Bir önceki yazıyı şöyle bitirmiştik: “İşin aslı şudur: Bugün çağdaş batı değerleri dediğimiz 'kutsallar' insanları köleliğe razı etmiştir. Geçmişte toplumsal statü olan kölelik, günümüzde 'yasal' zemine terfi (!) etmiştir, o kadar… Milyonlarca köle karın tokluğuna (asgari ücret) oligarkların servetine servet katmaya devam etmektedir.”
İlkel zamanlarda insanlar inanç hayatlarında dokunabilecekleri türden yontma yöntemiyle ve kendi elleriyle yaptığı şeylere yer veriyordu. Şimdilerde bu denli ilkel, yani ilk haliyle puta tapıcılığın pek örneği yok doğrusu... Ama insanların hayatlarına yön veren ve fakat beş duyu ile hissedilemeyen 'değerler' var; insan aklının ürünü olduğu ileri sürülen... Allah'ın hayatındaki karşılığı da bu ‘değerlerin' izin verdiği ölçüde... Yani değişen tek şey; dokunulabilen 'kutsalların' ‘çağdaş değerler' adı altında beş duyunun kapsamı dışına çıkarılmış, hard olanın soft olanla, görünenin görünmeyenle değişmiş olması... Bunun adı kölelik değildir; kulluktur…
Ne midir bu değerler… Sözgelimi insan hakları, demokrasi, hukuk devleti, basın özgürlüğü, din özgürlüğü bunlardan bazıları... Kadın hakları, özgürlük, feminizm, pozitivizm, realizm de öyle… Oysa komünizm fevkalade tehlikeli olarak anlatılır(dı). İşin esasında her ikisi de aynı menzile götürür sizi... Komünizmin narkozsuz yaptığı işi kapitalizm narkozlu halletmektedir. Bir başka deyişle işini profesyonelce yürüttüğünden ensemizdeki nefesini, elindeki ipimizi farkedemiyoruz bile…
İnsan işte… Değerlerine düşman kimseye karşı mesafeli durur doğal olarak... Komunizm bu yüzden ayakta kalamadı. Ama kapitalizm ya da her neyse adı bugün gerçekte insanlık ve medeniyet düşmanı batının önümüze koyduğu değerler dizisi sizi kendi kutsalınızla ikna ediyor. FETÖ de böyle DAEŞ de… En kutsalını koyar önünüze... Sizi Kur'an’la, Allah'la aldatır bir başka deyişle... Oysa o da sizi aynı yere götürüyor.

**Görev maddesi:**
Çağdaş batı değerleri ve kulluk üzerine yazıyı, son cümlesinin ardından sürdürün.

**Veri alıntıları:**

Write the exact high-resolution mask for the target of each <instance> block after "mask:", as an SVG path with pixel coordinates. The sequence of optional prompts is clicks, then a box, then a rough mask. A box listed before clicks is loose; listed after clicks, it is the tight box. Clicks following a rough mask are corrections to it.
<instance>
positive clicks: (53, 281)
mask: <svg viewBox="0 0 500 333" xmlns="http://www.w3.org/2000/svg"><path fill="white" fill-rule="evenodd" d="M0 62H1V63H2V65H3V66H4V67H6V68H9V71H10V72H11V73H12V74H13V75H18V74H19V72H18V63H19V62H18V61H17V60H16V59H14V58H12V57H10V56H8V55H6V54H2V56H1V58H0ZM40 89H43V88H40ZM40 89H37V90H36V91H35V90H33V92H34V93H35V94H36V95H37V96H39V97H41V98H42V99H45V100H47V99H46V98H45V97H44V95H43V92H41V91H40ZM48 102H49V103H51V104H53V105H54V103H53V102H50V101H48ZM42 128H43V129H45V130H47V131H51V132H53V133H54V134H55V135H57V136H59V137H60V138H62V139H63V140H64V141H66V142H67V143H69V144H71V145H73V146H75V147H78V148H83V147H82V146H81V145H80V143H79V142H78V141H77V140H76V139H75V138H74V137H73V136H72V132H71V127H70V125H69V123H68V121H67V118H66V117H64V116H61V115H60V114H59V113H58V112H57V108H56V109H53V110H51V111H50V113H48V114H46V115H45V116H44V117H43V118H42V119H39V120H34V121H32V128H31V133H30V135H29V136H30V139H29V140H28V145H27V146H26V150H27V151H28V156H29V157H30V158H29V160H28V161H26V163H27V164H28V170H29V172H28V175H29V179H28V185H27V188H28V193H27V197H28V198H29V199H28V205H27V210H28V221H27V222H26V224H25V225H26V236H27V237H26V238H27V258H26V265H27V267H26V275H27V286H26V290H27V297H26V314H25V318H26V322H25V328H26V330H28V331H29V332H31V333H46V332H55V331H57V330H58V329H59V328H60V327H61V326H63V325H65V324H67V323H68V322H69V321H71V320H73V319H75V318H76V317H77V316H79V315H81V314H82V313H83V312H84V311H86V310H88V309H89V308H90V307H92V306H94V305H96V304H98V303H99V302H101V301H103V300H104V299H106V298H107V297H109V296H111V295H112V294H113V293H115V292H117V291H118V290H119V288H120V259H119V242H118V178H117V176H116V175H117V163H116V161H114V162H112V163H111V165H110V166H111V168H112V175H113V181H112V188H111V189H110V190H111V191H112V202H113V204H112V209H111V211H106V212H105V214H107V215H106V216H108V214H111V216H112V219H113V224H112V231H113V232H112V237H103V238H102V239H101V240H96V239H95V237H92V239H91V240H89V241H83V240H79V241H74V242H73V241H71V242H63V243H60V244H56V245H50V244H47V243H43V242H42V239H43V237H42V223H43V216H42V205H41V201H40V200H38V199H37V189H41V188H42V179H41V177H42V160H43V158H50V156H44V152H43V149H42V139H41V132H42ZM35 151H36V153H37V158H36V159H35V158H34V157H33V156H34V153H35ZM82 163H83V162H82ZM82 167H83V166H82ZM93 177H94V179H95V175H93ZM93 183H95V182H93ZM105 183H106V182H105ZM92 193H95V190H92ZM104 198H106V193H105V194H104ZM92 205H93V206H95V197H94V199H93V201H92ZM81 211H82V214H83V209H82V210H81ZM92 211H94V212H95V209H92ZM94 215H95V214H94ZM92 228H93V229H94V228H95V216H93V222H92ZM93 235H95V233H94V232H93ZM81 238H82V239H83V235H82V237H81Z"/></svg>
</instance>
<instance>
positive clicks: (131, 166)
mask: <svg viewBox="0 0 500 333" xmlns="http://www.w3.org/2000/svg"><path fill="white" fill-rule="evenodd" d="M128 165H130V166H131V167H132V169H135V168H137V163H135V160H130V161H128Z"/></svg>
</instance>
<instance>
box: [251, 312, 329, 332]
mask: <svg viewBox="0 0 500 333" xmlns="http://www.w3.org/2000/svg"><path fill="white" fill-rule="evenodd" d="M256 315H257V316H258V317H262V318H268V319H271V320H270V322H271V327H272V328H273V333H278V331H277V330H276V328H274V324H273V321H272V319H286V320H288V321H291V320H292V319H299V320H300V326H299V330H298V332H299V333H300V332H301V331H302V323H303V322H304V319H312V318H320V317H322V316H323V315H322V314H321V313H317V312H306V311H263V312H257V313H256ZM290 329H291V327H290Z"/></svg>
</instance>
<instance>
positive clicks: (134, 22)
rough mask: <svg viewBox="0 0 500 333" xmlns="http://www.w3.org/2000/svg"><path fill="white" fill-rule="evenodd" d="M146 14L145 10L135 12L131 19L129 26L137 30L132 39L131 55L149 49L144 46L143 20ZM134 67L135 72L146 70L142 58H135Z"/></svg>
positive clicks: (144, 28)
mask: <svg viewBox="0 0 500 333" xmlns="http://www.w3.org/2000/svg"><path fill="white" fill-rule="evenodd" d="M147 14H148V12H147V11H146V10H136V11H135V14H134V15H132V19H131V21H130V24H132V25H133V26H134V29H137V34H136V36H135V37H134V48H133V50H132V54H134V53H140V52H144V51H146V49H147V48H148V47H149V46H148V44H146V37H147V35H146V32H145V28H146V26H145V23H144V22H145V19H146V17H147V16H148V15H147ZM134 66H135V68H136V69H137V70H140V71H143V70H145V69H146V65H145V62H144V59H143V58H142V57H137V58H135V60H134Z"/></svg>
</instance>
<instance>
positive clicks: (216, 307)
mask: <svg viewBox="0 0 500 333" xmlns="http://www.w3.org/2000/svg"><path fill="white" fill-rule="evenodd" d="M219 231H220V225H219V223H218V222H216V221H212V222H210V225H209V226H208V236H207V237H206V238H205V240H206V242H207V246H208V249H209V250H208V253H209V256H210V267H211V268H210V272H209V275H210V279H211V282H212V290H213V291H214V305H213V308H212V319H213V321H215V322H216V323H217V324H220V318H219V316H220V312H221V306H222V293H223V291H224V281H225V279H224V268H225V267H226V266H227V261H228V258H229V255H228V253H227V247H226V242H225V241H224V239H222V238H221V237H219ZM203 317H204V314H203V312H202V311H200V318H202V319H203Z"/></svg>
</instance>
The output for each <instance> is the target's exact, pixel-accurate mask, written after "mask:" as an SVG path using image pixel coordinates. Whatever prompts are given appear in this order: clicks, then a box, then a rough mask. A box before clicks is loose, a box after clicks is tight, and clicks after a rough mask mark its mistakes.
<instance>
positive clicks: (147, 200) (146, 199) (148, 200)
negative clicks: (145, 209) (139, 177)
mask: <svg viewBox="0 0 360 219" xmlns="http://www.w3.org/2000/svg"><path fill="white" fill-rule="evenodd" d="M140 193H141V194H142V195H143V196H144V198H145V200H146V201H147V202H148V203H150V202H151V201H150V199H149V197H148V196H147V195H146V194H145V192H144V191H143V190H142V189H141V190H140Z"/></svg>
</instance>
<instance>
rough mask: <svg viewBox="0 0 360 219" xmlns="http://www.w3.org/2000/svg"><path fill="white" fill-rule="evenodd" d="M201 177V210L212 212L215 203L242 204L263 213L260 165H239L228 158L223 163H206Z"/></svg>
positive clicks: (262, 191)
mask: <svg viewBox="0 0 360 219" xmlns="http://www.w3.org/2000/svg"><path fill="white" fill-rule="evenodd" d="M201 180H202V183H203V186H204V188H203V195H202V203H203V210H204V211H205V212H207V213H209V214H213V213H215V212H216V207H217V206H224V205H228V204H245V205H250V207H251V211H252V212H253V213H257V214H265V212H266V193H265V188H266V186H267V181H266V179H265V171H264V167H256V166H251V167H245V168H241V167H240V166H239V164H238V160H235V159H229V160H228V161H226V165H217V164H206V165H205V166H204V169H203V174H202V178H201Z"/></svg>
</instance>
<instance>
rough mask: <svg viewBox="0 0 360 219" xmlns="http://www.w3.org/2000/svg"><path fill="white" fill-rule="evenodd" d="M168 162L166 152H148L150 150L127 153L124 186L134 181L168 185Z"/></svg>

**Görevin yanıtı:**
Hadiseye bir başka açıdan bakarsak; asgari ücretle çalışan ve rızkını patronla ilişkilendiren bir kimse sadece bedenen köleleşmemiş, aynı zamanda inancını da kaybetmiştir. Buradaki inanç hem itikad anlamındaki inanç, hem de hayata dair inancıdır. ‘Rızkını patronla ilişkilendirmek…’ Ne demektir biliyor musunuz… Zira rızkı veren Allah’tır. Eğer ‘ben veriyorum senin ekmeğini (rızkını)…’ diyorsa bir patron ve siz de buna razı iseniz, bunun adı ruhun köleliği, yani kulluktur.
Kölelerin özelliği 'karın tokluğuna' çalışmaktır. Peki, asgari ücret nedir... Karın tokluğuna çalışmak değil mi... Yani hayatını asgari şartlarda idame ettirebilecek bir gelire layık görülmek... Statüsünü kıyaslayabilir mi sizce patronuyla… Hangi işte olursa olsun, kendi işinin patronu olan kimse en azından topluma yük olmaz. ‘Patron’a çalışarak da düşmanının değirmenine su taşımaz.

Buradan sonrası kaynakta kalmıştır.